[START OF Text]

Maximum speed of a car on a banked road?

2 ANSWERS

1. 
   

   Radius r = 120 m
   
   Angle of banking θ = 10 deg
   
   Coefficient of friction µ = 0.90
   
   Make free body diagram of the car.
   
   The forces on the car are
   
   1. Weight mg downward , where m = car's mass
   
   2. Normal force Fn by the road perpendicular to the road
   
   3. Friction f = µFn down the incline. At maximum speed, the car is just about to skid. Therefore, f equals µFn. At maximum speed, the car tends to skid up the incline. Therefore, the friction is down the incline.
   
   There is no acceleration in vertical direction.

[END OF Text]
[START OF Listed records]

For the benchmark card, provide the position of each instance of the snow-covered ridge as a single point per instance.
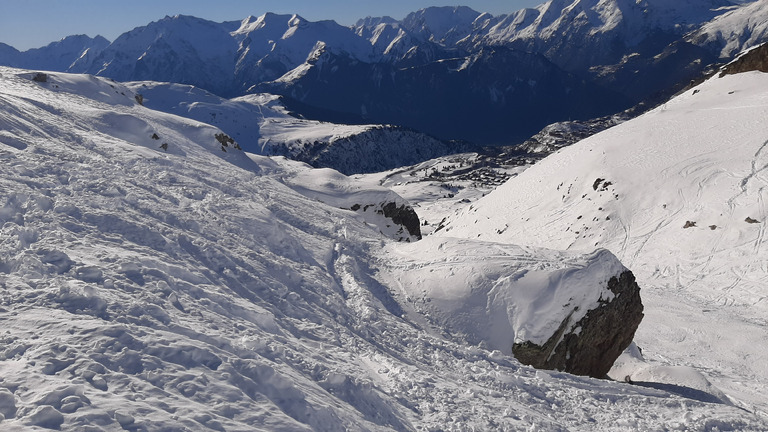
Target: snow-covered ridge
(261, 124)
(189, 287)
(678, 195)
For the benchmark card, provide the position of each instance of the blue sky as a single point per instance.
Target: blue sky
(28, 24)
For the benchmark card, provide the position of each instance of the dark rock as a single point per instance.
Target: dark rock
(403, 215)
(754, 60)
(225, 140)
(592, 345)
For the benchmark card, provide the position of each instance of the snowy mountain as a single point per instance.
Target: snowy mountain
(496, 96)
(678, 195)
(262, 125)
(60, 55)
(153, 276)
(619, 52)
(734, 31)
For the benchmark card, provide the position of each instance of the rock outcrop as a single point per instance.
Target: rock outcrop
(592, 345)
(403, 215)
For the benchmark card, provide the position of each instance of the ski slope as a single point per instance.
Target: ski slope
(679, 195)
(193, 287)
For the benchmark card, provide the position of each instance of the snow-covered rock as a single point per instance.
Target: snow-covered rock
(734, 31)
(146, 288)
(261, 124)
(677, 194)
(553, 310)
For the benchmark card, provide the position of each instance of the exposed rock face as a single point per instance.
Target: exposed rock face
(754, 60)
(403, 215)
(592, 345)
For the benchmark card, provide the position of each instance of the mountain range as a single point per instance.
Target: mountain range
(168, 261)
(451, 72)
(153, 276)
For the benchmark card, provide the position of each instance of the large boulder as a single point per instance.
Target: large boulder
(753, 60)
(550, 309)
(591, 345)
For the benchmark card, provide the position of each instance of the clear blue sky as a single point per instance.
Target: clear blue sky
(28, 24)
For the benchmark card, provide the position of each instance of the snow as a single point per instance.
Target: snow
(697, 161)
(499, 294)
(734, 31)
(257, 122)
(196, 289)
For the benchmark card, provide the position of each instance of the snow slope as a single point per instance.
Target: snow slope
(735, 31)
(679, 196)
(261, 124)
(191, 289)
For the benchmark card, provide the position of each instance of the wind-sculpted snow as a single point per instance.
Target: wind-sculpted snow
(187, 288)
(678, 194)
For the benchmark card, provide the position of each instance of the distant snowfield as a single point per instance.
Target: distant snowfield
(153, 279)
(679, 195)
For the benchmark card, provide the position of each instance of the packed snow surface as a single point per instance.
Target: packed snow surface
(189, 287)
(679, 195)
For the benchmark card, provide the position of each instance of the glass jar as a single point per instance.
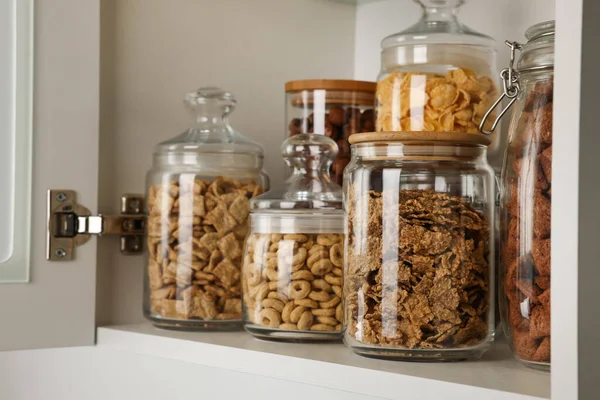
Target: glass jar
(198, 201)
(419, 270)
(438, 75)
(292, 274)
(335, 108)
(527, 199)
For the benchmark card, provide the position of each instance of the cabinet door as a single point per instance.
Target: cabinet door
(49, 96)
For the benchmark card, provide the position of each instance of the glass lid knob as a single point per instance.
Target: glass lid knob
(310, 156)
(309, 152)
(440, 3)
(210, 102)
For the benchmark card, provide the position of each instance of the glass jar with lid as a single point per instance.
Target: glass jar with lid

[END OF Listed records]

**Directives**
1. Condense the paragraph in the banked-road solution that begins "3. Friction f = µFn down the incline" into one or two sentences that keep its main facts.
2. Carry on the banked-road solution from its last sentence.

**Results by task**
1. Friction f acts down the incline. At maximum speed the car is about to skid up the incline, so the friction points down the slope and equals µFn.

2.
   Therefore, total vertical force = 0
   
   Vertical component of normal force = Fn * cosθ upward
   
   Vertical component of friction = µFn*sinθ downward
   
   Vertical component of weight = mg downward
   
   Therefore, for total vertical force = 0,
   
   Fn * cosθ - µFn*sinθ - mg = 0
   
   Or Fn(cosθ - µsinθ) = mg
   
   Or Fn = mg/(cosθ - µsinθ)----------------(1)
   
   Total horizontal force toward the centre
   
   F = Fn * sinθ + µFn * cosθ ---------------------(2)
   
   Substituting the value of Fn from (1) into (2)
   
   F = {mg/(cosθ - µsinθ)} * sinθ + µ * {mg/(cosθ - µsinθ)} * cosθ
   
   F = {mg/(cosθ - µsinθ)} * (sinθ + µcosθ)
   
   F = mg*(sinθ + µcosθ)/(cosθ - µsinθ)
   
   Divide numerator and denominator on rhs by cosθ
   
   F = mg*(tanθ + µ)/(1 - µtanθ)--------------------------(3)
   
   F is centripetal force
   
   Therefore, F = mv^2/r,------------------------(4)
   
   where v is car's speed.
   
   From (3) and (4)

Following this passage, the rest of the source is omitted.